* START EXERCISE MATERIALS *

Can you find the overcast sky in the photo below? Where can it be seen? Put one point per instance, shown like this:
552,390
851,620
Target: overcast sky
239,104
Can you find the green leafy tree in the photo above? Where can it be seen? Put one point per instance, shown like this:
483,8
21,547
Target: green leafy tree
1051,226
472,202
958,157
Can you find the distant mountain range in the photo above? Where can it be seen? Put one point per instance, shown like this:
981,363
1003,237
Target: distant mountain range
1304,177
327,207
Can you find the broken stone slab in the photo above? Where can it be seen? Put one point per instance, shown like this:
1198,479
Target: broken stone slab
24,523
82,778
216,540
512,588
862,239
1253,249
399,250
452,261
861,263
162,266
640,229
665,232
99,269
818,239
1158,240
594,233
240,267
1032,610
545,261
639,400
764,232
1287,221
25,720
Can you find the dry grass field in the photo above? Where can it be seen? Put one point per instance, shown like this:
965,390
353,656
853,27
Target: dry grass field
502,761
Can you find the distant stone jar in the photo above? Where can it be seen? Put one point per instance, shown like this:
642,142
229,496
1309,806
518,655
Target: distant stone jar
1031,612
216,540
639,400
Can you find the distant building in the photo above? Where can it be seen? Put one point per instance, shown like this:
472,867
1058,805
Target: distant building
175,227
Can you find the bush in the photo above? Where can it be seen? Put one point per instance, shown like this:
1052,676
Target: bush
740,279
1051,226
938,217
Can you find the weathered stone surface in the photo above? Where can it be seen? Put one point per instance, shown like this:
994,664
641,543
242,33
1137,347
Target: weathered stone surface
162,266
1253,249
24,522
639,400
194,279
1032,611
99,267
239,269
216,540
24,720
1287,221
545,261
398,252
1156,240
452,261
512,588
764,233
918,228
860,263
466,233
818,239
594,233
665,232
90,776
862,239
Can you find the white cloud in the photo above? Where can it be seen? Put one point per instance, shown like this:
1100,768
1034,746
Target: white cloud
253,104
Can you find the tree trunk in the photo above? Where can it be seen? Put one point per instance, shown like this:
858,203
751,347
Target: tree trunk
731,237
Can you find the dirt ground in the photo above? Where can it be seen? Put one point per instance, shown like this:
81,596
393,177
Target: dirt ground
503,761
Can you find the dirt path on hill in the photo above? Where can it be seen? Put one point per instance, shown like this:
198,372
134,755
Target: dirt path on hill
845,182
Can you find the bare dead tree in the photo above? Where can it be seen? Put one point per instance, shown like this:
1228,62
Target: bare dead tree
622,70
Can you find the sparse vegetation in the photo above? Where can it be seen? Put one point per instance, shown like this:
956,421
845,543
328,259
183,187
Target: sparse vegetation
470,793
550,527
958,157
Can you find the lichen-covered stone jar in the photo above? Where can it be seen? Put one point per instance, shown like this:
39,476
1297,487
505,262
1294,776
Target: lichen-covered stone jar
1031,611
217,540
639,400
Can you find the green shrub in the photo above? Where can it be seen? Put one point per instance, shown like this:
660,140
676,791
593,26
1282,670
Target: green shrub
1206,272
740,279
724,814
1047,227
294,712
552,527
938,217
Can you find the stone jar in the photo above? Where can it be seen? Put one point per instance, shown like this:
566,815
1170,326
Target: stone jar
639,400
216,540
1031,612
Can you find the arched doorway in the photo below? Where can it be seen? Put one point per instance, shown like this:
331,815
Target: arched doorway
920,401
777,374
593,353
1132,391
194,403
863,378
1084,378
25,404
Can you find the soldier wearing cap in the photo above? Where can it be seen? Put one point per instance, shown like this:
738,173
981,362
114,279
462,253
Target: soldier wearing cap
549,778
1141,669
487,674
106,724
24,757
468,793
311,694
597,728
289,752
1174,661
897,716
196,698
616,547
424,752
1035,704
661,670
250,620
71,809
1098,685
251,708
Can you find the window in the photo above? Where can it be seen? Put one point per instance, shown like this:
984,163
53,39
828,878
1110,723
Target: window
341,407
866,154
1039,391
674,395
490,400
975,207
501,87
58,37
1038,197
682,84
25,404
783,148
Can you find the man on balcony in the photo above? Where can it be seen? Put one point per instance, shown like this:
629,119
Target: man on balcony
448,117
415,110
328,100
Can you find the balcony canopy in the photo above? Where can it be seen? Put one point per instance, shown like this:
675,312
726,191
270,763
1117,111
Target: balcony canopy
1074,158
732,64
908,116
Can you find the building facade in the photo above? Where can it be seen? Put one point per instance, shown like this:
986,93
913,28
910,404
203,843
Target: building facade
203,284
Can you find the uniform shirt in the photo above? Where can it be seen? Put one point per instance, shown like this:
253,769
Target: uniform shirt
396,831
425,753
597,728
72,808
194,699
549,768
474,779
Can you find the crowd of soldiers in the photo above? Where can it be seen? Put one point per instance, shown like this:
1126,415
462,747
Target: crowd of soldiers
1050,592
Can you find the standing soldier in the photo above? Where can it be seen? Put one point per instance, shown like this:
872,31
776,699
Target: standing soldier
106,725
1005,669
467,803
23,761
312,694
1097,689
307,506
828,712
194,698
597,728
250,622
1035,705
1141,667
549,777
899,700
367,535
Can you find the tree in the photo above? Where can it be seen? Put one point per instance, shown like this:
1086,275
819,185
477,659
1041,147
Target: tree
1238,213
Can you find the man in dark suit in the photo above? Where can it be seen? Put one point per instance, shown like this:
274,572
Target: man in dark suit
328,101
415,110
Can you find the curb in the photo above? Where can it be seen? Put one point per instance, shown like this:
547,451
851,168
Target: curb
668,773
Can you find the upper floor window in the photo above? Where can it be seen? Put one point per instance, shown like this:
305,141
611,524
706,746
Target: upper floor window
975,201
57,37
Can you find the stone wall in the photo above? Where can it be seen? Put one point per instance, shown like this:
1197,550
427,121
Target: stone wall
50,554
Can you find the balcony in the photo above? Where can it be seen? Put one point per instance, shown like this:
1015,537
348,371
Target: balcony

* END EXERCISE MATERIALS *
* START EXERCISE MATERIALS *

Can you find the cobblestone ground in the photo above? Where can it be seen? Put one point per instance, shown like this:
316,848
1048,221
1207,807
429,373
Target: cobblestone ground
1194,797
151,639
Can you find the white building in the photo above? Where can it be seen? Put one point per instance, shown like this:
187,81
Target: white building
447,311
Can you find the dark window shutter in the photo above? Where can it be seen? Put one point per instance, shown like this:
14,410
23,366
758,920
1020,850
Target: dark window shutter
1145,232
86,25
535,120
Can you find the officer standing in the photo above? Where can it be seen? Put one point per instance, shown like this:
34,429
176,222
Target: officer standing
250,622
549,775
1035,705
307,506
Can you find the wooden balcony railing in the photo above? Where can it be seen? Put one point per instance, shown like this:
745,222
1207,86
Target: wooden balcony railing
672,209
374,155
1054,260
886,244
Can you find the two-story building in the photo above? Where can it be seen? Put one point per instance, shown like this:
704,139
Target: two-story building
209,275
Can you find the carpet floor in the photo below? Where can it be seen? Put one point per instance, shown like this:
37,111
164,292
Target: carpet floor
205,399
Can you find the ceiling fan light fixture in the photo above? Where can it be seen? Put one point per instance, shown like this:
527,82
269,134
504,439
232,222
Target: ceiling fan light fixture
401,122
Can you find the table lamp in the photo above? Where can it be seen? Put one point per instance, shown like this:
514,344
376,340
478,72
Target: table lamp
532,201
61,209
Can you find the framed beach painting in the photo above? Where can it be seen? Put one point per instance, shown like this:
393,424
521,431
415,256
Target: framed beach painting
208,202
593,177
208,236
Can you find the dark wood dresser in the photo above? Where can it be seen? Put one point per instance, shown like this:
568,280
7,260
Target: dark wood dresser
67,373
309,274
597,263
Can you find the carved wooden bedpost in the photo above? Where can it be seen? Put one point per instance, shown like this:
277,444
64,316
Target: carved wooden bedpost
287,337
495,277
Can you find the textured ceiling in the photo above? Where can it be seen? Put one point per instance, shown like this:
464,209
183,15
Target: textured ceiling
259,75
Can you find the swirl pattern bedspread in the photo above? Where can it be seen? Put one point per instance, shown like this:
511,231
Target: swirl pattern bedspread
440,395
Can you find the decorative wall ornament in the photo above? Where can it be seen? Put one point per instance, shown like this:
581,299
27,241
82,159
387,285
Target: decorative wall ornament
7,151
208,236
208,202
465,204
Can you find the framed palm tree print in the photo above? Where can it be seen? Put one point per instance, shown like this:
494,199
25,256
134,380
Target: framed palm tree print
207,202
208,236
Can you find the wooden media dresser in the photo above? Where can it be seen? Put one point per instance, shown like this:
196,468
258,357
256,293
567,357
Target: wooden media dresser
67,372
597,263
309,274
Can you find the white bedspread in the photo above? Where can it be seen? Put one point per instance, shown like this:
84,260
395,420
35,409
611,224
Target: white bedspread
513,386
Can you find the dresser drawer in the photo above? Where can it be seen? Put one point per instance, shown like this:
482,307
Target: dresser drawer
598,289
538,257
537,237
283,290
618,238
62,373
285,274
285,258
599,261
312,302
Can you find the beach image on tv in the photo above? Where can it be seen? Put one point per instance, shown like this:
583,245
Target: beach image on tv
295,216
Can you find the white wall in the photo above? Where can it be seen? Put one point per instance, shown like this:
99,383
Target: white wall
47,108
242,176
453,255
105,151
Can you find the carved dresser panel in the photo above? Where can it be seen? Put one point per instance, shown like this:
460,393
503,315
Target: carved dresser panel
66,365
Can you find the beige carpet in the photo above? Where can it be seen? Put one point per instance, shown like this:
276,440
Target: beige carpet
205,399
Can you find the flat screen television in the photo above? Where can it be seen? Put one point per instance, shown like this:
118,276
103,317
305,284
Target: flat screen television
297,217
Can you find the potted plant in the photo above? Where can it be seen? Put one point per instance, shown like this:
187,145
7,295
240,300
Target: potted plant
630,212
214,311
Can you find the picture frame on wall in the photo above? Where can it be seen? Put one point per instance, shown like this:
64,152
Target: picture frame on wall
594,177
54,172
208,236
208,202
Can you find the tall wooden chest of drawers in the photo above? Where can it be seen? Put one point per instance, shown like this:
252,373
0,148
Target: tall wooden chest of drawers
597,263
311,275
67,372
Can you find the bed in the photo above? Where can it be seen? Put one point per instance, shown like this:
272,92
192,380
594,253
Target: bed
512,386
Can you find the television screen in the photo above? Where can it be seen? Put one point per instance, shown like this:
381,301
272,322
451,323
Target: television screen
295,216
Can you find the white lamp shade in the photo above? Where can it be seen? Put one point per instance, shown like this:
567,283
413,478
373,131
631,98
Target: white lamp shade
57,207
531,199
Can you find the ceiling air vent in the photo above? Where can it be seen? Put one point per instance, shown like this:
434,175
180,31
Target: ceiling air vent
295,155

* END EXERCISE MATERIALS *

- _EXERCISE TASK_: Count how many lines in the entries above contain the string "plant", treating uppercase and lowercase as different. Reply with the number alone.

- _CORRECT RESPONSE_: 2